• TEXT SEGMENT
Perhaps I'm a bit of a
one-trick-pony, but the movement of water keeps fascinating me. I'm consoled by
the words of Yul Brynner when asked if he wasn't bored doing the same King
and I play after 20 years. Face alive, thumb and forefinger almost
touching, he said, "I'm this close to getting it right." I feel like that with
waterfalls.
With Minnesota giving me lots to
work with, I found the trails giving me plenty of time to ask myself what drove
me to keep pushing this particular specialty. I'm generally not a persistent
person, often losing interest in a project once I know how to solve its thorny
problem and aggravating folks counting on me to button up.
One frightening possibility is that
I've discovered modern art, that senseless mix of colors and shapes without
rhyme nor reason, and lamentably found some corner of it to please me.
Something moves me when the color changes as water flows over rocks,
particularly if the water has tannin in it. I find myself staring at a section
of swirling water, oblivious to the rocks, or waterfall, or even the mountain
around it. By itself, that moving swirl is sending a message right past my eyes
to a mysterious sense that chooses to reveal only the pleasure it produces and
not the understanding it conceals.
No worries though that I'll be
joining the chimps splashing paint on canvas to adorn Central Park's
penthouses. My pictures will remain visions of the world we live in.

• RECORDED DATA

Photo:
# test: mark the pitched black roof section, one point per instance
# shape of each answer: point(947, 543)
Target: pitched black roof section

==

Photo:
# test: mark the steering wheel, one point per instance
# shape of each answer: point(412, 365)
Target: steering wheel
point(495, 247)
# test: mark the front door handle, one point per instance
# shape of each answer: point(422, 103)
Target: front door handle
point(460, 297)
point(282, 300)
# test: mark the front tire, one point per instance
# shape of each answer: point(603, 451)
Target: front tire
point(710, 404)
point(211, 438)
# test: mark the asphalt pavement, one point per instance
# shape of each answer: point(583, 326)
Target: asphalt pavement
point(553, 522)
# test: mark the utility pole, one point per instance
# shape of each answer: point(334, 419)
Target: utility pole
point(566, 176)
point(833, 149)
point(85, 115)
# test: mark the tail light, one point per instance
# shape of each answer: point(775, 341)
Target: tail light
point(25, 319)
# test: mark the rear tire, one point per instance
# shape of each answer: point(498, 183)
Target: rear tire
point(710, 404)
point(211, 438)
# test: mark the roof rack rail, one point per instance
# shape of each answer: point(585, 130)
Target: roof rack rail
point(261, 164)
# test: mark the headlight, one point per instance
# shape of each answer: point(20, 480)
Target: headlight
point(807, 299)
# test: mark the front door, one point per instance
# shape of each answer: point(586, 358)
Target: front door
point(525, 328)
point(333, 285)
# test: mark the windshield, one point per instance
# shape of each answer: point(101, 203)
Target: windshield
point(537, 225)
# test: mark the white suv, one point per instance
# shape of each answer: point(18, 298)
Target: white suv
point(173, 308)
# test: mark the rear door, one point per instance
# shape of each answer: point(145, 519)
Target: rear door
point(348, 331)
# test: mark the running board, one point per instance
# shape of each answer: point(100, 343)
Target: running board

• GOAL A
In the waterfall text, what does the writer say they become oblivious to while staring at a section of swirling water? List each one.
• GOAL B
Copy the waterfall text word for word, from "One frightening possibility" to "understanding it conceals.".

• EXERCISE OUTPUT A
the rocks
the waterfall
the mountain around it

• EXERCISE OUTPUT B
One frightening possibility is that
I've discovered modern art, that senseless mix of colors and shapes without
rhyme nor reason, and lamentably found some corner of it to please me.
Something moves me when the color changes as water flows over rocks,
particularly if the water has tannin in it. I find myself staring at a section
of swirling water, oblivious to the rocks, or waterfall, or even the mountain
around it. By itself, that moving swirl is sending a message right past my eyes
to a mysterious sense that chooses to reveal only the pleasure it produces and
not the understanding it conceals.